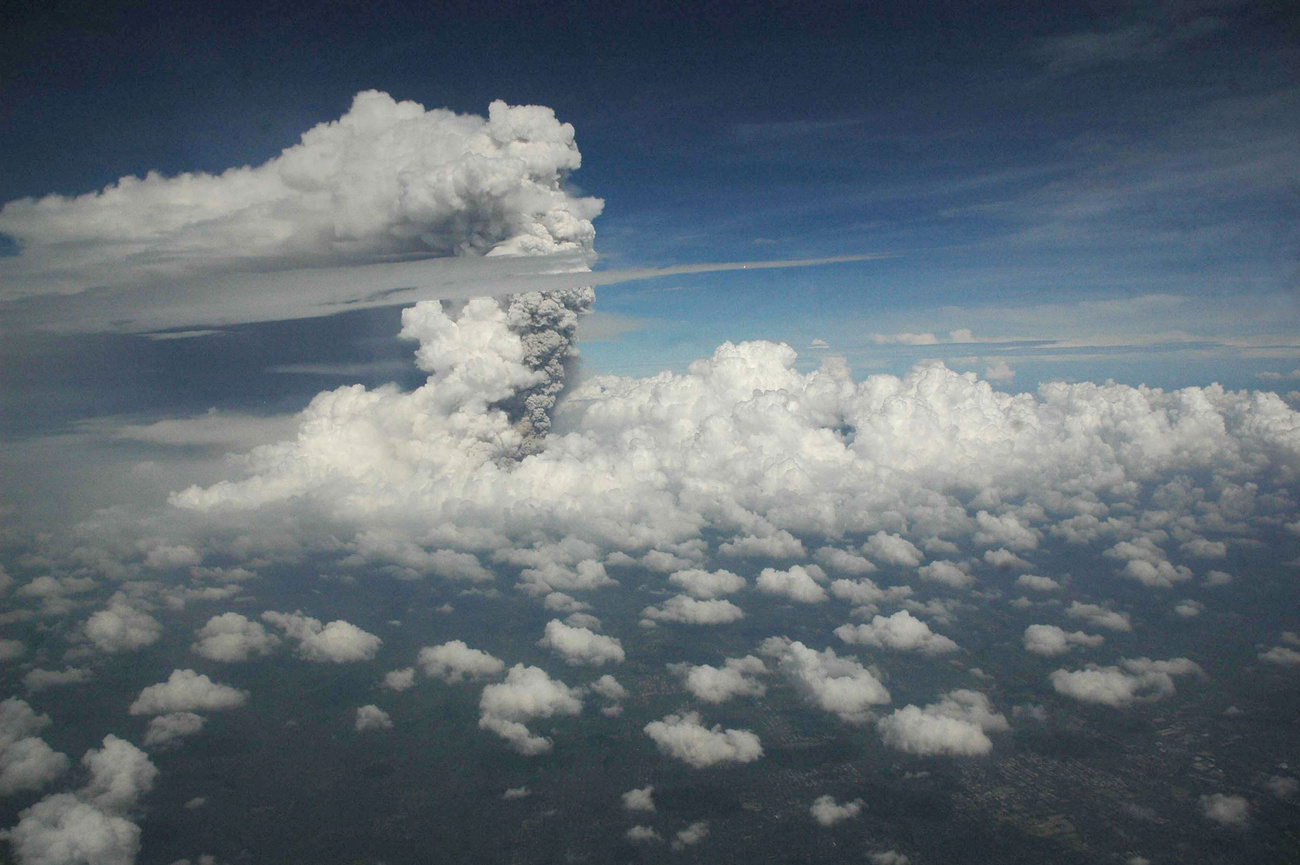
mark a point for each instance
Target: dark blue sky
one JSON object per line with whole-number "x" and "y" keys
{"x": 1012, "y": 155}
● ● ● ●
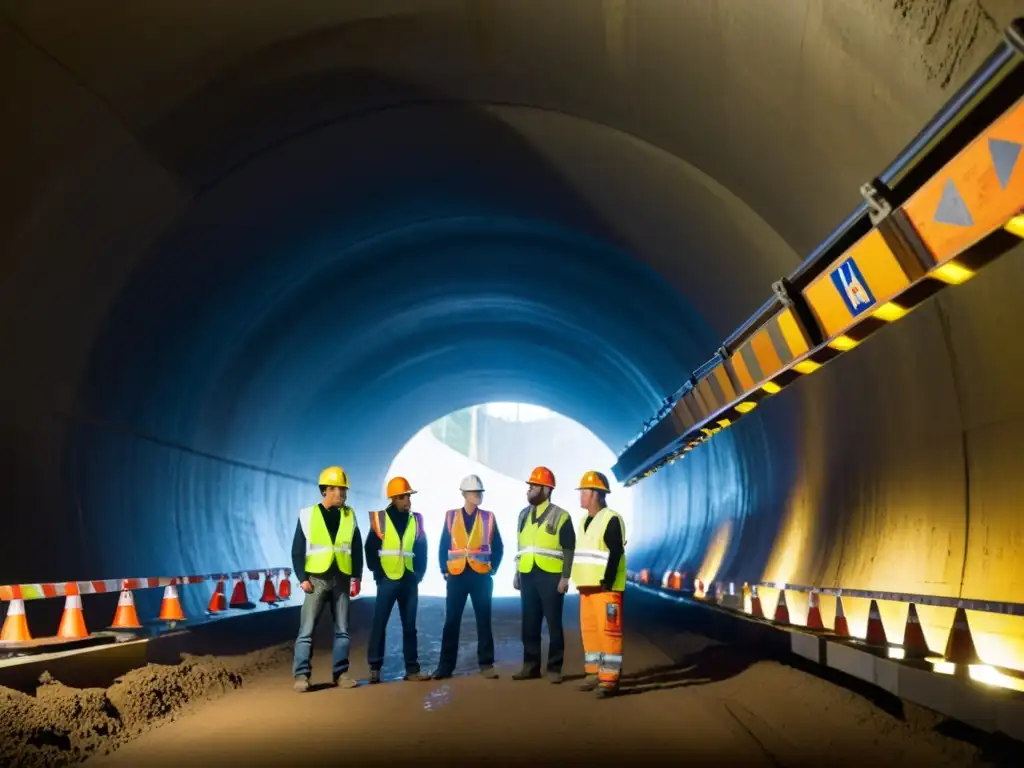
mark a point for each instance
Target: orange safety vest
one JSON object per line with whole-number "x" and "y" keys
● ● ● ●
■ **WORK REQUEST**
Count the lines above holding "Target". Give only the number.

■ **SOLUTION TO THIS PROBLEM**
2